Dataset records —
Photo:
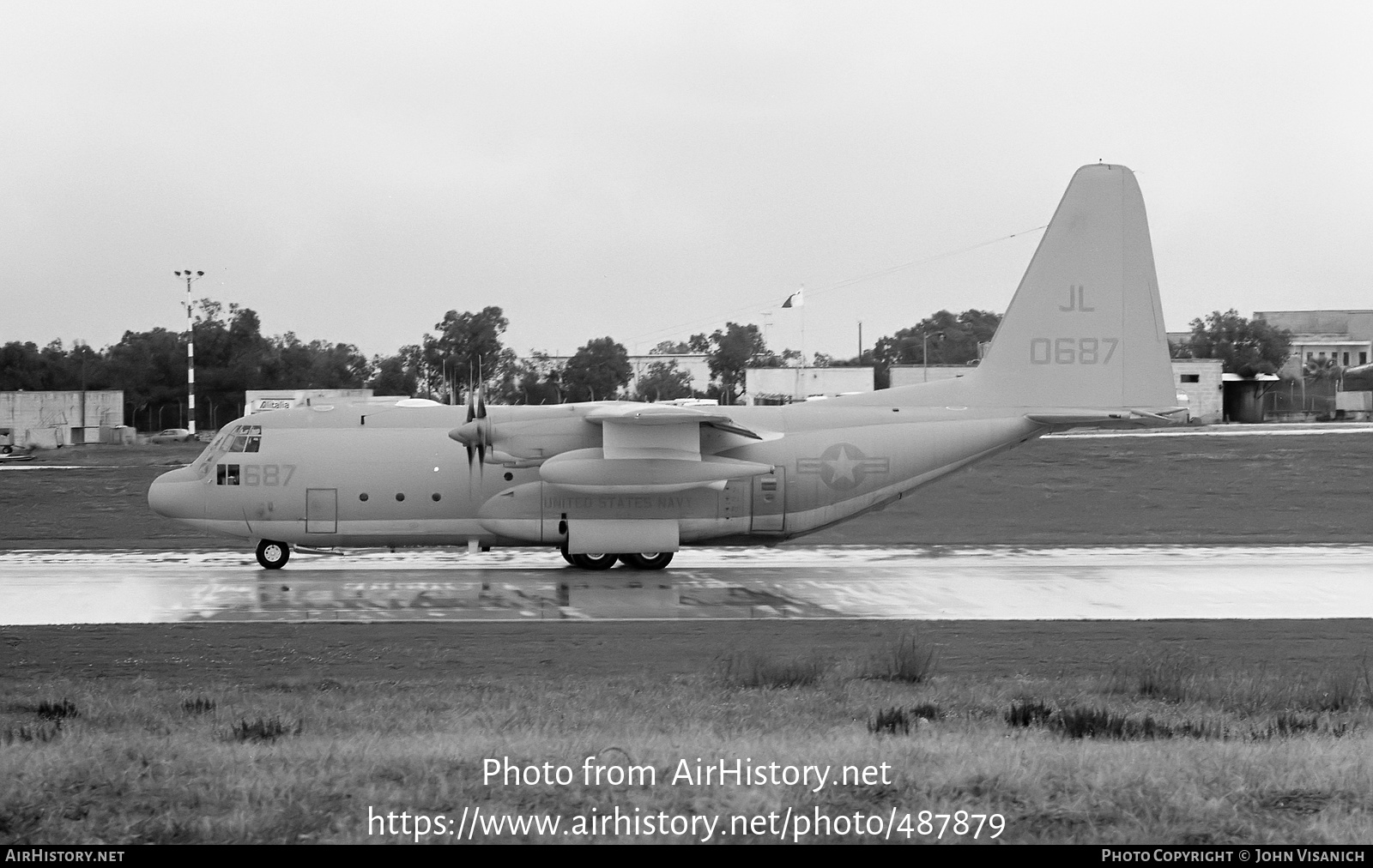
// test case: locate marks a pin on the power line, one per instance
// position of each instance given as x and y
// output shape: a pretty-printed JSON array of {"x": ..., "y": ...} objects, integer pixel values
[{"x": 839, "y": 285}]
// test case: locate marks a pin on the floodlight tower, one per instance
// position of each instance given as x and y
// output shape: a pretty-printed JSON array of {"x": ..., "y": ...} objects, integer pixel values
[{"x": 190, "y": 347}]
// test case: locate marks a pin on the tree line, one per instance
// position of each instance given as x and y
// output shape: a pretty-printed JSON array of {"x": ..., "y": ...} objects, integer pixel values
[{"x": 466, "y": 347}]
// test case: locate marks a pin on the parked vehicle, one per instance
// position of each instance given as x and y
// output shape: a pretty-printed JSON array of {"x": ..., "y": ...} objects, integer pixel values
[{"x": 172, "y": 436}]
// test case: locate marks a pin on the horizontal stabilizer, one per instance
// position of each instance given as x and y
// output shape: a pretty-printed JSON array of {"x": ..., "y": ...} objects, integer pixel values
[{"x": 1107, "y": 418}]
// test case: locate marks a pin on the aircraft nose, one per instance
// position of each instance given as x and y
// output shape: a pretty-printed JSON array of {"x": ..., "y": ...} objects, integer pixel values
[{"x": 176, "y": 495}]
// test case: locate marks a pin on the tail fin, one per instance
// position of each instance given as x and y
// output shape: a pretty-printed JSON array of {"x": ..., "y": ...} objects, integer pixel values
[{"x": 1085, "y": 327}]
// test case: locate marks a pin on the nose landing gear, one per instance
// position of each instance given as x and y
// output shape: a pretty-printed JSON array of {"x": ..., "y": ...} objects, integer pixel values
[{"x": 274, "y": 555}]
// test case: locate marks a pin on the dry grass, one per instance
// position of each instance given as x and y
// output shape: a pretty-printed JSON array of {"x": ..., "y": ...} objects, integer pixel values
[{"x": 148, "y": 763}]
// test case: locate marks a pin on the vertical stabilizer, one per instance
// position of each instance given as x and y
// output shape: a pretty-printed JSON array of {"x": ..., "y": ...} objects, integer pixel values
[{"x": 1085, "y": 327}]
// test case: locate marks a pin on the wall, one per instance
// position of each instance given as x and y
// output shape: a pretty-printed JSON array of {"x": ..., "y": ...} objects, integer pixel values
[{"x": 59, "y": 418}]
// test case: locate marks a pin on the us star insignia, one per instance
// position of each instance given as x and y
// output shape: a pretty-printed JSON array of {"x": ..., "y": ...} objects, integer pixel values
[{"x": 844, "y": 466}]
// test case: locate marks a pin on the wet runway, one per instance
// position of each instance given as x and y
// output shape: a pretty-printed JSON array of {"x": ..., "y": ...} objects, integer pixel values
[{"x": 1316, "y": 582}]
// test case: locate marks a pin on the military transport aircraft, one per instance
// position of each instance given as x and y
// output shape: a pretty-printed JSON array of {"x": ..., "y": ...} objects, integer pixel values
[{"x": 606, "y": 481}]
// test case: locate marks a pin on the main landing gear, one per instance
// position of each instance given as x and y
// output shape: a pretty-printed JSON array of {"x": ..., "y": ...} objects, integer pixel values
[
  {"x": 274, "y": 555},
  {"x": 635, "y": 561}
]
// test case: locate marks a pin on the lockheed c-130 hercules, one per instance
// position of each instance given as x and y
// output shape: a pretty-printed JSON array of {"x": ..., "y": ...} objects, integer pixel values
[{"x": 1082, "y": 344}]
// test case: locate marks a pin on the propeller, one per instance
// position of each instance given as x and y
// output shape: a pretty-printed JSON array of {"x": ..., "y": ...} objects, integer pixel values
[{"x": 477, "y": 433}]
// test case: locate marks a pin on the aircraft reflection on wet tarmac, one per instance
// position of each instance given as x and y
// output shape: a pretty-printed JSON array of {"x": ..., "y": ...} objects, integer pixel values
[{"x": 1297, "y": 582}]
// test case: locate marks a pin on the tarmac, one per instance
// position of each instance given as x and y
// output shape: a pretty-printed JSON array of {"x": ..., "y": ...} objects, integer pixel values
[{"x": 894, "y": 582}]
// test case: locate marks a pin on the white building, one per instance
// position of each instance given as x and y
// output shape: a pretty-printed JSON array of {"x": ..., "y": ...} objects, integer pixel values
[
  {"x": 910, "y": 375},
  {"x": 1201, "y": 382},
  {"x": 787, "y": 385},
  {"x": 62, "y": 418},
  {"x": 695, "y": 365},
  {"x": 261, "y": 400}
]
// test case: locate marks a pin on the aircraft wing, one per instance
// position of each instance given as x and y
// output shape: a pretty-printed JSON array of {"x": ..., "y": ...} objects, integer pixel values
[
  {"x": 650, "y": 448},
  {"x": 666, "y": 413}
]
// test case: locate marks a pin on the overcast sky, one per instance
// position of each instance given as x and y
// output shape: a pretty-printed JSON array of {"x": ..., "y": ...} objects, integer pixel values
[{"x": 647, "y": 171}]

EXERCISE TASK — Make an exact copy of all entries above, dropping the images.

OUTPUT OF THE TASK —
Photo:
// test case: locate marks a pin on the power line, one per instance
// position of each instance given as x and y
// output shape: a pretty-printed JSON array of {"x": ..., "y": ...} objects, integer pixel values
[{"x": 839, "y": 285}]
// test case: locate marks a pin on the floodlight tower, one per instance
// position of each instance given as x and y
// output shape: a pretty-printed JSON array of {"x": ..., "y": ...} objects, integer pixel values
[{"x": 190, "y": 347}]
// test case: locate marks a pin on the tree line, one per instance
// position of each instance given as x and y
// output shape: a pretty-printed JSON array of {"x": ..., "y": ...} objects, integer pixel values
[{"x": 466, "y": 347}]
// test case: locate marks a pin on the parked vehicle, one per instance
// position of each instance given as x and y
// output shape: a pretty-printed JSON array of {"x": ..., "y": ...} objects, integer pixel values
[{"x": 172, "y": 436}]
// test case: locate marks a pin on the horizontal stabilizer, one per instance
// position of each instance given as x and y
// output shape: a pretty-printed JSON array of {"x": ..., "y": ...} objects, integer pixel values
[{"x": 1107, "y": 418}]
// test case: locate marks a pin on the aircraft nose, one per instance
// position of each instance given as x and y
// output shape: a pretty-printed JSON array of {"x": ..., "y": ...} objects, integer pixel values
[{"x": 176, "y": 495}]
// test case: locate marks a pin on the tail fin, one per instance
// position of each instance given as x and y
// output shape: a pretty-printed JSON array of {"x": ..., "y": ...} objects, integer pixel values
[{"x": 1085, "y": 327}]
// test case: locate marks a pin on the nose landing gear, one per instance
// position of each instance given as x and y
// output shape: a pretty-printed JSON array of {"x": ..., "y": ...} objects, integer pixel values
[{"x": 274, "y": 555}]
// test case: locate marks a pin on the dry grass, one per instance
// position of each instance given as x and y
// output shape: a pretty-printed JSON array of {"x": ..., "y": ...} objects, integer pixel values
[{"x": 148, "y": 763}]
// test case: locate marks a pin on the vertical stabilizer, one per instance
// position of each instance given as x and y
// output shape: a pretty-printed JSON array of {"x": ..., "y": ...} objects, integer pixel values
[{"x": 1085, "y": 327}]
// test case: locate marks a pin on the wall, one per instance
// position of each instance given as x and y
// output shape: a pretty-printed JSON array of {"x": ..., "y": ...} objects, integer pixel values
[{"x": 59, "y": 418}]
// test case: locate marks a pin on the us star insignia, one per instance
// position of each instance given as x and y
// output shape: a pretty-printed JSON array of {"x": ..., "y": ...} objects, integer pixel values
[{"x": 844, "y": 466}]
// test case: locate marks a pin on the wet runway, one per instance
// position of each instance given as x and y
// output shape: a pretty-printed JSON array of {"x": ..., "y": ...} objects, integer pixel values
[{"x": 1316, "y": 582}]
// test case: locate marks a pin on the military transport aircraft, one per instance
// position of each instance given as x and y
// output shape: a pretty-printed JSON array of {"x": ..., "y": ...} objects, integer pixel values
[{"x": 606, "y": 481}]
// test case: locate marks a pin on the main landing gear, one per instance
// position of each instance given as x and y
// output shape: a pretty-printed JSON array of {"x": ..., "y": ...} objects, integer pixel values
[
  {"x": 274, "y": 555},
  {"x": 635, "y": 561}
]
// test case: locate marks a pin on the lockheed c-130 hercules, one per instance
// position of each instance given as x and y
// output shape: a pretty-printed JSON array of {"x": ..., "y": ...} objects, integer pixel values
[{"x": 1082, "y": 344}]
// test case: locate marks a pin on the propeller, one per instance
// position of each instance given as x and y
// output shape: a pretty-printed JSON array of {"x": ..., "y": ...} objects, integer pixel values
[{"x": 477, "y": 433}]
// test case: locate marks a pin on the aircraft reflection on wet tarmac, one per instance
// position of each instance given as x and y
// output shape: a pretty-printed JSON array of {"x": ..., "y": ...} objects, integer pixel values
[{"x": 1297, "y": 582}]
// test case: locate marks a pin on the tarmac, one per instance
// position of each instance given as x and y
// output shape: a pretty-printed JSON array of {"x": ..., "y": ...} objects, integer pixel values
[{"x": 894, "y": 582}]
// test case: locate marks a pin on the white building, one per instance
// position of each instance given as x and y
// output shape: a pretty-printed JSON array of {"x": ..., "y": ...} objects, integer pixel values
[
  {"x": 910, "y": 375},
  {"x": 1201, "y": 382},
  {"x": 787, "y": 385},
  {"x": 62, "y": 418},
  {"x": 695, "y": 365},
  {"x": 261, "y": 400}
]
// test case: locate marks a pin on the aircraft wing, one per instance
// position of each instance given as x and y
// output shape: a pretty-printed JSON array of {"x": ..., "y": ...} objects, integer pixel values
[
  {"x": 650, "y": 448},
  {"x": 666, "y": 413}
]
// test case: locate marks a pin on the overcast sky, one per instance
// position of each instance given as x and y
// output shape: a pretty-printed JSON array of {"x": ..., "y": ...} objects, integer pixel values
[{"x": 647, "y": 171}]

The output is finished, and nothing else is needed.